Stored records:
━━━━━━━━━━━━━━━━━━━━

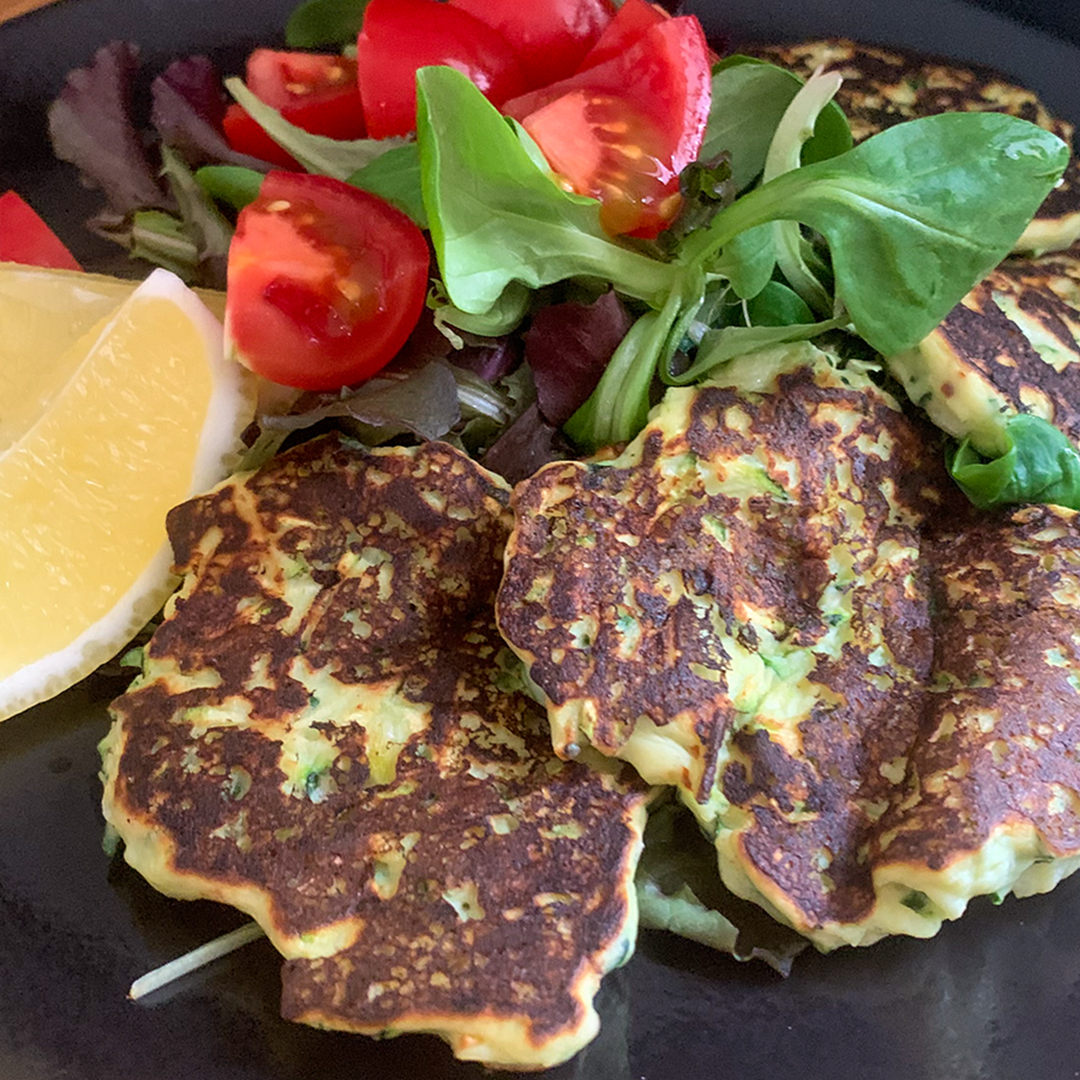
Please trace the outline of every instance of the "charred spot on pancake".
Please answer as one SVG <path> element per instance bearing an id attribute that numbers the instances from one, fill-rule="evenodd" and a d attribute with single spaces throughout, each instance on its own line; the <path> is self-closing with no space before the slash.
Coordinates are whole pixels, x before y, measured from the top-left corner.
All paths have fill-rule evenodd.
<path id="1" fill-rule="evenodd" d="M 645 792 L 559 761 L 521 692 L 507 500 L 452 447 L 328 436 L 178 507 L 104 808 L 152 884 L 260 922 L 286 1016 L 541 1067 L 632 948 Z"/>
<path id="2" fill-rule="evenodd" d="M 496 610 L 556 746 L 674 785 L 725 885 L 822 948 L 1080 866 L 1076 515 L 957 514 L 933 457 L 858 367 L 789 346 L 514 495 Z M 990 728 L 939 745 L 991 707 L 1012 773 Z"/>
<path id="3" fill-rule="evenodd" d="M 799 928 L 873 908 L 859 850 L 932 657 L 930 475 L 896 403 L 801 346 L 670 391 L 621 458 L 515 491 L 497 613 L 556 747 L 676 785 L 725 880 Z"/>
<path id="4" fill-rule="evenodd" d="M 809 77 L 819 67 L 844 78 L 836 101 L 851 122 L 856 142 L 906 120 L 943 112 L 1003 112 L 1052 131 L 1070 146 L 1073 125 L 1054 116 L 1038 95 L 981 64 L 880 47 L 848 38 L 788 45 L 751 45 L 741 52 Z M 1043 252 L 1080 239 L 1080 162 L 1073 158 L 1047 196 L 1016 250 Z"/>
<path id="5" fill-rule="evenodd" d="M 955 918 L 968 895 L 1045 892 L 1080 862 L 1077 514 L 987 515 L 927 557 L 932 693 L 872 857 L 880 890 Z"/>

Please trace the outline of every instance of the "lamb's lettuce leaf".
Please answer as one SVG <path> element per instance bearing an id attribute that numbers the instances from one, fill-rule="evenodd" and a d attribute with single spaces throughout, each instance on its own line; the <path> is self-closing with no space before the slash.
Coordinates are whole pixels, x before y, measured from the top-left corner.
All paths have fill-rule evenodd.
<path id="1" fill-rule="evenodd" d="M 791 71 L 750 56 L 729 56 L 713 68 L 712 109 L 702 143 L 703 159 L 731 155 L 735 186 L 745 190 L 765 167 L 773 132 L 802 86 Z M 851 127 L 832 102 L 814 125 L 803 148 L 805 164 L 825 161 L 851 149 Z"/>
<path id="2" fill-rule="evenodd" d="M 305 0 L 285 24 L 290 49 L 341 48 L 356 44 L 368 0 Z"/>
<path id="3" fill-rule="evenodd" d="M 1002 113 L 912 120 L 748 192 L 688 237 L 680 259 L 707 263 L 765 222 L 808 225 L 829 245 L 835 299 L 891 356 L 1008 254 L 1068 158 L 1056 135 Z"/>
<path id="4" fill-rule="evenodd" d="M 1014 416 L 1005 425 L 1005 451 L 983 458 L 965 439 L 949 454 L 949 472 L 980 509 L 1011 503 L 1054 503 L 1080 510 L 1080 454 L 1053 424 Z"/>

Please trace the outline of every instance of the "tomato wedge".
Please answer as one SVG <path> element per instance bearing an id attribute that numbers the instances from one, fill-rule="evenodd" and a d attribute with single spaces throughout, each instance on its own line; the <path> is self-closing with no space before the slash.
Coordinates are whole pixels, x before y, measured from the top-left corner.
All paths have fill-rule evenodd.
<path id="1" fill-rule="evenodd" d="M 671 16 L 658 4 L 648 0 L 624 0 L 619 13 L 607 25 L 596 44 L 581 58 L 578 70 L 596 67 L 613 60 L 628 49 L 650 26 L 665 22 Z"/>
<path id="2" fill-rule="evenodd" d="M 248 57 L 244 81 L 260 101 L 313 135 L 360 139 L 365 134 L 356 61 L 346 56 L 256 49 Z M 297 167 L 240 105 L 229 106 L 223 126 L 234 150 Z"/>
<path id="3" fill-rule="evenodd" d="M 615 17 L 611 0 L 449 2 L 506 38 L 521 61 L 529 85 L 534 87 L 573 75 Z"/>
<path id="4" fill-rule="evenodd" d="M 0 195 L 0 262 L 47 266 L 54 270 L 81 270 L 75 256 L 14 191 Z"/>
<path id="5" fill-rule="evenodd" d="M 678 212 L 679 173 L 701 149 L 710 76 L 701 24 L 682 16 L 655 23 L 619 55 L 503 110 L 574 191 L 601 201 L 608 232 L 652 238 Z"/>
<path id="6" fill-rule="evenodd" d="M 360 382 L 419 320 L 429 260 L 424 234 L 382 199 L 327 176 L 271 172 L 229 248 L 232 351 L 285 386 Z"/>
<path id="7" fill-rule="evenodd" d="M 230 105 L 221 121 L 228 144 L 239 154 L 249 154 L 260 161 L 279 165 L 283 169 L 300 169 L 300 162 L 283 150 L 262 129 L 243 105 Z"/>
<path id="8" fill-rule="evenodd" d="M 416 127 L 416 72 L 448 64 L 494 105 L 528 83 L 507 41 L 467 11 L 438 0 L 371 0 L 356 42 L 360 96 L 373 139 Z"/>

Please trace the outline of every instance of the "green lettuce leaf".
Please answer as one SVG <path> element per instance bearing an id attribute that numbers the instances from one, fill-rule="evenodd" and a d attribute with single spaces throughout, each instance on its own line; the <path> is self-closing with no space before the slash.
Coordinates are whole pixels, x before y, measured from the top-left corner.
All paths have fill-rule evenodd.
<path id="1" fill-rule="evenodd" d="M 1005 444 L 990 460 L 967 439 L 949 454 L 949 472 L 977 507 L 1054 503 L 1080 510 L 1080 454 L 1061 431 L 1039 416 L 1014 416 Z"/>

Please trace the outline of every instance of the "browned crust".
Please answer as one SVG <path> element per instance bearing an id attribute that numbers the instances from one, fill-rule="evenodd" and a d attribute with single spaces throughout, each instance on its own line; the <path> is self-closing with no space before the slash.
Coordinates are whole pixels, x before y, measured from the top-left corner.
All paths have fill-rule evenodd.
<path id="1" fill-rule="evenodd" d="M 1001 828 L 1080 852 L 1080 529 L 1029 507 L 946 532 L 934 567 L 935 692 L 878 861 L 939 870 Z"/>
<path id="2" fill-rule="evenodd" d="M 113 705 L 113 804 L 156 831 L 189 894 L 262 897 L 293 955 L 346 928 L 344 951 L 286 965 L 286 1016 L 376 1031 L 494 1015 L 533 1049 L 588 1037 L 633 927 L 644 789 L 560 762 L 514 689 L 492 622 L 505 499 L 451 447 L 326 437 L 170 517 L 187 580 Z M 310 720 L 301 661 L 328 693 L 413 715 L 391 778 L 372 771 L 370 706 Z M 214 719 L 237 700 L 248 717 Z M 282 754 L 299 723 L 333 764 L 297 791 Z"/>
<path id="3" fill-rule="evenodd" d="M 687 432 L 654 419 L 640 463 L 551 466 L 520 485 L 497 607 L 554 706 L 589 705 L 583 733 L 605 752 L 622 753 L 642 715 L 690 737 L 713 767 L 683 794 L 713 807 L 702 813 L 716 815 L 722 865 L 735 860 L 806 932 L 872 919 L 877 869 L 941 870 L 1003 828 L 1037 833 L 1048 856 L 1080 853 L 1076 515 L 954 513 L 928 498 L 940 473 L 908 422 L 873 390 L 823 381 L 802 368 L 770 395 L 702 388 Z M 814 423 L 826 403 L 847 414 L 846 439 Z M 885 458 L 872 449 L 884 433 Z M 779 463 L 796 461 L 799 483 L 739 503 L 706 496 L 685 465 L 722 470 L 755 447 L 777 464 L 774 480 Z M 683 485 L 674 504 L 673 472 Z M 726 526 L 730 550 L 707 515 Z M 628 535 L 632 559 L 618 539 Z M 724 664 L 723 640 L 752 651 L 766 624 L 813 648 L 826 630 L 822 591 L 835 584 L 823 569 L 830 551 L 875 569 L 851 586 L 851 638 L 817 656 L 808 679 L 821 692 L 797 736 L 785 735 L 740 714 L 726 679 L 691 664 Z M 685 586 L 678 603 L 663 602 L 665 576 Z M 630 659 L 613 632 L 627 583 L 645 642 Z M 720 613 L 719 636 L 695 614 L 704 603 Z M 599 629 L 576 655 L 572 628 L 589 613 Z M 983 731 L 987 709 L 1001 716 Z"/>

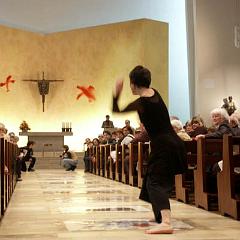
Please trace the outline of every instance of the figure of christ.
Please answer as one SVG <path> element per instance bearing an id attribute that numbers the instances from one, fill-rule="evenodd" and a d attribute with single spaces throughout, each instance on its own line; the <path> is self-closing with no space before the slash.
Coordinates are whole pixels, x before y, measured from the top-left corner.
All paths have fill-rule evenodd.
<path id="1" fill-rule="evenodd" d="M 44 78 L 44 72 L 43 72 L 42 80 L 24 79 L 23 81 L 36 82 L 38 84 L 39 94 L 42 96 L 42 105 L 43 105 L 43 112 L 44 112 L 45 96 L 49 93 L 50 83 L 51 82 L 63 82 L 64 80 L 46 80 Z"/>

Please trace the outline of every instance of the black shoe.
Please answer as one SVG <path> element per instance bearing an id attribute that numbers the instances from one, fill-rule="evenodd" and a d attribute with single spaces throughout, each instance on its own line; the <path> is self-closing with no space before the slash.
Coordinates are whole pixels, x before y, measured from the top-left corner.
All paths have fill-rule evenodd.
<path id="1" fill-rule="evenodd" d="M 72 166 L 71 170 L 74 171 L 76 169 L 76 166 Z"/>
<path id="2" fill-rule="evenodd" d="M 33 169 L 33 168 L 28 169 L 28 172 L 34 172 L 34 171 L 35 171 L 35 169 Z"/>
<path id="3" fill-rule="evenodd" d="M 17 178 L 17 181 L 20 182 L 20 181 L 22 181 L 22 179 L 19 177 L 19 178 Z"/>
<path id="4" fill-rule="evenodd" d="M 71 171 L 72 169 L 71 168 L 66 168 L 66 171 Z"/>

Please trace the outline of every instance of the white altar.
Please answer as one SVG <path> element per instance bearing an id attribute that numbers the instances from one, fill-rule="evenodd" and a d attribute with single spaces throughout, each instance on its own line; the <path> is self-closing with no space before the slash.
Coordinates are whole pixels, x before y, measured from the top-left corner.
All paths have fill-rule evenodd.
<path id="1" fill-rule="evenodd" d="M 20 132 L 19 136 L 27 136 L 28 141 L 34 141 L 36 152 L 61 152 L 64 136 L 72 136 L 72 132 Z"/>

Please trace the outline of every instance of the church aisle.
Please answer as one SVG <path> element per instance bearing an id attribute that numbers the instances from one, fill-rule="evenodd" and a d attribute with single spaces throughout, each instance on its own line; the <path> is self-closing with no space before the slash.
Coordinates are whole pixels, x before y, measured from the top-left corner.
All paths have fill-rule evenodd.
<path id="1" fill-rule="evenodd" d="M 235 240 L 240 222 L 171 201 L 173 235 L 147 235 L 151 206 L 139 189 L 82 170 L 24 173 L 0 226 L 0 239 Z"/>

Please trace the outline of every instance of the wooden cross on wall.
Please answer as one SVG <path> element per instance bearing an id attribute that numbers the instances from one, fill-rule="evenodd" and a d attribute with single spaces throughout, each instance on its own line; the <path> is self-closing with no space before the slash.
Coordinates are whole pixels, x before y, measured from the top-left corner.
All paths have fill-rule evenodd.
<path id="1" fill-rule="evenodd" d="M 46 80 L 44 78 L 44 72 L 43 72 L 42 80 L 23 79 L 22 81 L 36 82 L 38 84 L 38 90 L 39 90 L 40 95 L 42 96 L 42 105 L 43 105 L 43 112 L 44 112 L 45 96 L 49 93 L 49 85 L 50 85 L 50 83 L 51 82 L 63 82 L 64 80 Z"/>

━━━━━━━━━━━━━━━━━━━━

→ Prompt
Identify the lines above with the word "outline". Copy them.

→ Result of this task
Please trace the outline of every instance of the "charred spot on pancake".
Please trace the outline of every instance of the "lamb's lettuce leaf".
Please trace the outline of every instance of the "tomato wedge".
Please trace the outline of every instance of the "green lettuce leaf".
Please trace the outline of every instance of the "browned crust".
Please trace the outline of every instance of the figure of christ.
Please trace the outline of every instance of the black shoe.
Please trace the outline of every instance of the white altar.
Please trace the outline of every instance of the church aisle.
Please trace the outline of every instance of the wooden cross on wall.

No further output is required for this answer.